→ **EXCERPTED RECORDS**
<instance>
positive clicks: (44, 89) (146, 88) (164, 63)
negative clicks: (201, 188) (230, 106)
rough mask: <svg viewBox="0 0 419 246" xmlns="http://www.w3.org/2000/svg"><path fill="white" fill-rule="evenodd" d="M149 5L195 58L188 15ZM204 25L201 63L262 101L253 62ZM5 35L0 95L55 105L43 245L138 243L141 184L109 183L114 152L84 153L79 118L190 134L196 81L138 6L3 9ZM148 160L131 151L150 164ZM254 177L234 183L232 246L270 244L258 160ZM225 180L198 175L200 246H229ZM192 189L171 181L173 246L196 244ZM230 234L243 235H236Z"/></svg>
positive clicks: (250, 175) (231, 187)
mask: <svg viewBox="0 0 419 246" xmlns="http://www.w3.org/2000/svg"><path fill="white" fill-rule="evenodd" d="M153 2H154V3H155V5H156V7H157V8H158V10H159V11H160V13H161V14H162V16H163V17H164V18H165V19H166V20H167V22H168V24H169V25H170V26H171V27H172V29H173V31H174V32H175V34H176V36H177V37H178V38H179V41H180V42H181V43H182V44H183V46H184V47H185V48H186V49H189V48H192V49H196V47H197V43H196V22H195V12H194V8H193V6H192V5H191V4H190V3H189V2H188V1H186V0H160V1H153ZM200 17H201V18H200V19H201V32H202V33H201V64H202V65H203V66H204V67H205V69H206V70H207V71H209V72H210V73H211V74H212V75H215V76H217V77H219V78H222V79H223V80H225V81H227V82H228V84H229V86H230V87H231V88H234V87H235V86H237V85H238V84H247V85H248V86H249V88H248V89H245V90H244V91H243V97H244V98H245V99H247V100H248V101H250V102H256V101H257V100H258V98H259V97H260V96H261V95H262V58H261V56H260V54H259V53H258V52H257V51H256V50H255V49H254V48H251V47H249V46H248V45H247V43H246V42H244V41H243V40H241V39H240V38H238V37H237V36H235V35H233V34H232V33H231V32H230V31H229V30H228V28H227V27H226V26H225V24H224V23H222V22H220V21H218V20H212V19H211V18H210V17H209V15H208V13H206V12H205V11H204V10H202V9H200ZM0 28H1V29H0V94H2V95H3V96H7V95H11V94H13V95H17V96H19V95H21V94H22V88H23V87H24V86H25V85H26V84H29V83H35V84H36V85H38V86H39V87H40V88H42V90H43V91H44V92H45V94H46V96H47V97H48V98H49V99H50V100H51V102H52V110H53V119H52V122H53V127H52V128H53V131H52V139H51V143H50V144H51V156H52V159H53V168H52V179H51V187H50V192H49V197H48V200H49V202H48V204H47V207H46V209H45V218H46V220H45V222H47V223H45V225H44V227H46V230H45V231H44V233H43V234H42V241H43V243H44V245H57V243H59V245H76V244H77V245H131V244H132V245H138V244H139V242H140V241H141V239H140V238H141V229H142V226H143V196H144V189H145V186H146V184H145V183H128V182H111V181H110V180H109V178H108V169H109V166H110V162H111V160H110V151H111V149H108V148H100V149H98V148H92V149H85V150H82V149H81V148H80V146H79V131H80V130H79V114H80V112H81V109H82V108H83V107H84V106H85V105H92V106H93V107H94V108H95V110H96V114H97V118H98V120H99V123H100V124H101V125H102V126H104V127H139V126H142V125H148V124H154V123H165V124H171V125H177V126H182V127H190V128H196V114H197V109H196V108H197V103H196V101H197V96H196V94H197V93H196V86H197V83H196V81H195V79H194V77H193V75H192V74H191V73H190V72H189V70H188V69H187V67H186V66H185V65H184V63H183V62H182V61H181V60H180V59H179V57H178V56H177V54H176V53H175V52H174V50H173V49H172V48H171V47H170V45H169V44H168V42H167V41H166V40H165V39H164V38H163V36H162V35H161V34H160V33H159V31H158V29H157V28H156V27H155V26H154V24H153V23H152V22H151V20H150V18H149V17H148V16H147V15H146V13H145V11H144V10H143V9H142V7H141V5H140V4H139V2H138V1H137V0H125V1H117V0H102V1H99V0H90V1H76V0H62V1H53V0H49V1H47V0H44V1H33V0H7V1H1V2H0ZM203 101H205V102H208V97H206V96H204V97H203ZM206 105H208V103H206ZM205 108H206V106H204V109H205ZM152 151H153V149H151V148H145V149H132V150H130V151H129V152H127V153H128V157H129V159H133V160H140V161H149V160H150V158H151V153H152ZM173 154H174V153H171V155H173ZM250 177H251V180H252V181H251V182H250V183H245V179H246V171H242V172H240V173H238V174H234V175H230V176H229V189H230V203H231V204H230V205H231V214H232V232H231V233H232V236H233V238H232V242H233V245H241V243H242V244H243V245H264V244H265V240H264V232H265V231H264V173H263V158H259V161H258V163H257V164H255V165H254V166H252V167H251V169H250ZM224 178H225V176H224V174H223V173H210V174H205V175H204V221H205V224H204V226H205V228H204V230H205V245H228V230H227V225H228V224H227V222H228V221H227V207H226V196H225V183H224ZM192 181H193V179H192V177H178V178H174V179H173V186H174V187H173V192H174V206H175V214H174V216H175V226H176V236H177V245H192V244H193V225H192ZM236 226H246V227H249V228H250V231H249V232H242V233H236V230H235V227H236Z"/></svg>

→ **YOUR GOAL**
Can you rewrite the rows above, changing every "positive clicks" to "foreground clicks" and leaving everything else the same?

→ **ANSWER SECTION**
<instance>
foreground clicks: (44, 89) (146, 88) (164, 63)
negative clicks: (201, 188) (230, 106)
rough mask: <svg viewBox="0 0 419 246" xmlns="http://www.w3.org/2000/svg"><path fill="white" fill-rule="evenodd" d="M149 5L195 58L188 15ZM204 25L201 63L262 101L253 62ZM5 35L0 95L55 105L43 245L138 243L141 184L109 183L114 152L84 153L79 118L190 134L196 81L138 6L3 9ZM148 160L131 151L150 164ZM254 177L234 183L232 246L270 244L258 160ZM225 180L198 175L200 246H229ZM192 189L171 181L173 246L196 244ZM230 234L243 235H236Z"/></svg>
foreground clicks: (250, 175) (231, 187)
mask: <svg viewBox="0 0 419 246" xmlns="http://www.w3.org/2000/svg"><path fill="white" fill-rule="evenodd" d="M153 2H154V3H155V5H156V7H157V8H158V10H159V11H160V13H161V14H162V16H163V17H164V18H165V19H166V20H167V22H168V24H169V25H170V26H171V27H172V29H173V31H174V32H175V34H176V36H177V37H178V38H179V41H180V42H181V43H182V44H183V46H184V47H185V48H186V49H189V48H192V49H196V47H197V43H196V22H195V12H194V8H193V6H192V5H191V4H190V3H189V2H188V1H186V0H160V1H153ZM200 17H201V18H200V19H201V32H202V33H201V64H202V65H203V66H204V67H205V69H206V70H207V71H209V72H210V73H211V74H212V75H215V76H217V77H219V78H222V79H223V80H225V81H227V82H228V84H229V86H230V87H231V88H234V87H235V86H237V85H238V84H247V85H248V86H249V88H248V89H245V90H244V91H243V97H244V98H245V99H247V100H248V101H250V102H256V101H257V100H258V98H259V97H260V96H261V95H262V58H261V56H260V54H259V53H258V52H257V51H256V50H255V49H254V48H251V47H249V46H248V45H247V43H246V42H244V41H243V40H241V39H240V38H238V37H237V36H235V35H233V34H232V33H231V32H230V31H229V30H228V28H227V27H226V26H225V24H224V23H222V22H220V21H218V20H212V19H211V18H210V17H209V15H208V13H206V12H205V11H204V10H202V9H200ZM0 28H1V29H0V94H2V95H3V96H7V95H11V94H13V95H17V96H19V95H21V94H22V88H23V87H24V86H25V85H26V84H29V83H35V84H36V85H38V86H39V87H40V88H42V90H43V91H44V92H45V94H46V96H47V97H48V98H49V99H50V100H51V102H52V110H53V119H52V122H53V127H52V128H53V131H52V139H51V143H50V144H51V156H52V159H53V168H52V179H51V187H50V192H49V197H48V200H49V202H48V204H47V207H46V209H45V218H46V220H45V222H47V223H45V225H44V227H46V230H45V231H44V233H43V234H42V241H43V243H44V245H57V243H59V245H76V244H77V245H131V244H132V245H138V244H139V242H140V241H141V239H140V238H141V229H142V226H143V196H144V189H145V186H146V184H145V183H128V182H111V181H110V180H109V178H108V169H109V166H110V162H111V160H110V151H111V149H108V148H100V149H98V148H92V149H85V150H82V149H81V148H80V146H79V131H80V130H79V114H80V112H81V109H82V108H83V107H84V106H85V105H92V106H93V107H94V108H95V110H96V114H97V118H98V120H99V123H100V124H101V125H102V126H104V127H139V126H142V125H148V124H154V123H165V124H171V125H177V126H182V127H190V128H196V114H197V109H196V108H197V103H196V101H197V96H196V94H197V93H196V86H197V83H196V81H195V79H194V77H193V75H192V74H191V73H190V72H189V70H188V69H187V67H186V66H185V65H184V63H183V62H182V61H181V60H180V59H179V57H178V56H177V54H176V53H175V52H174V50H173V49H172V48H171V47H170V45H169V44H168V42H167V41H166V40H165V39H164V38H163V36H162V35H161V34H160V33H159V31H158V29H157V28H156V27H155V26H154V24H153V23H152V22H151V20H150V18H149V17H148V16H147V15H146V13H145V11H144V10H143V9H142V7H141V5H140V4H139V2H138V1H137V0H125V1H117V0H102V1H99V0H90V1H76V0H62V1H53V0H49V1H47V0H44V1H33V0H7V1H1V2H0ZM203 101H205V102H208V97H206V96H204V97H203ZM206 105H208V103H206ZM205 108H206V106H204V109H205ZM152 151H153V149H151V148H145V149H132V150H130V151H129V152H127V153H128V157H129V159H133V160H140V161H149V160H150V158H151V153H152ZM173 154H174V153H171V155H173ZM250 177H251V180H252V181H251V182H250V183H245V179H246V171H242V172H240V173H238V174H234V175H230V176H229V189H230V203H231V204H230V205H231V214H232V232H231V233H232V236H233V238H232V242H233V245H241V243H242V244H243V245H264V244H265V240H264V232H265V231H264V173H263V158H259V161H258V163H257V164H255V165H254V166H252V167H251V169H250ZM224 178H225V176H224V174H223V173H210V174H205V175H204V221H205V224H204V226H205V228H204V230H205V245H228V230H227V225H228V224H227V222H228V221H227V207H226V196H225V183H224ZM192 181H193V179H192V177H178V178H174V179H173V186H174V187H173V192H174V206H175V214H174V216H175V226H176V236H177V245H192V244H193V225H192ZM236 226H246V227H249V228H250V231H249V232H242V233H236V230H235V227H236Z"/></svg>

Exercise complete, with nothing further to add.